◆ TEXT SEGMENT ◆

....

Significance: The sentence was stiff: 50 months in prison, three years of supervised release, $434,963 in restitution and forfeiture of another $66,844. Two weeks later, another of the co-conspirators was sentenced to 19 months and a third to 13 months in prison.

New York Breaks Up $28 Million Medicaid Diagnostics Mill

Case: One of the biggest Medicaid diagnostics fraud schemes in recent memory has resulted in multiple convictions, including two doctors and two corporate presidents. According to New York prosecutors, the key defendants, including the owner of a pair of diagnostic clinics, the head of medical management firm and a complicit physician—used street recruiters to offer patients cash payments of between $20 to $50 to go to the defendant's clinics for a battery of unnecessary tests. By the time it was done, the massive medical mill had billed $28 million worth of tests to Medicaid and Medicaid MCOs, proceeds the defendants divvied up among themselves under a secret revenue sharing plan.

....

◆ RECORDS ◆
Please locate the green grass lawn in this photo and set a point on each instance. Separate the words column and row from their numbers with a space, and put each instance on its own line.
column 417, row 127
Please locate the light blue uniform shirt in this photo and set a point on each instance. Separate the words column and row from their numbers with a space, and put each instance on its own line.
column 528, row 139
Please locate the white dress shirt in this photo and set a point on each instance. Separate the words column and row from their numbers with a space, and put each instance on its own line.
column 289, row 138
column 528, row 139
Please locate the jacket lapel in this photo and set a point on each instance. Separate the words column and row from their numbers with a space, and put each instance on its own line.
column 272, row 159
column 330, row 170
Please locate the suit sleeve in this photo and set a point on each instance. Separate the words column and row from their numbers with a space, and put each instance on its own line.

....

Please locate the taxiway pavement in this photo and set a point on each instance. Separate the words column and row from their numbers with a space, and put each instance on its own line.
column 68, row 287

....

◆ WORK REQUIRED ◆
Write out the part of the Medicaid fraud text above that begins at the words "Significance: The sentence was" and ends after the words "months in prison.".

◆ ANSWER TO THIS EXERCISE ◆
Significance: The sentence was stiff: 50 months in prison, three years of supervised release, $434,963 in restitution and forfeiture of another $66,844. Two weeks later, another of the co-conspirators was sentenced to 19 months and a third to 13 months in prison.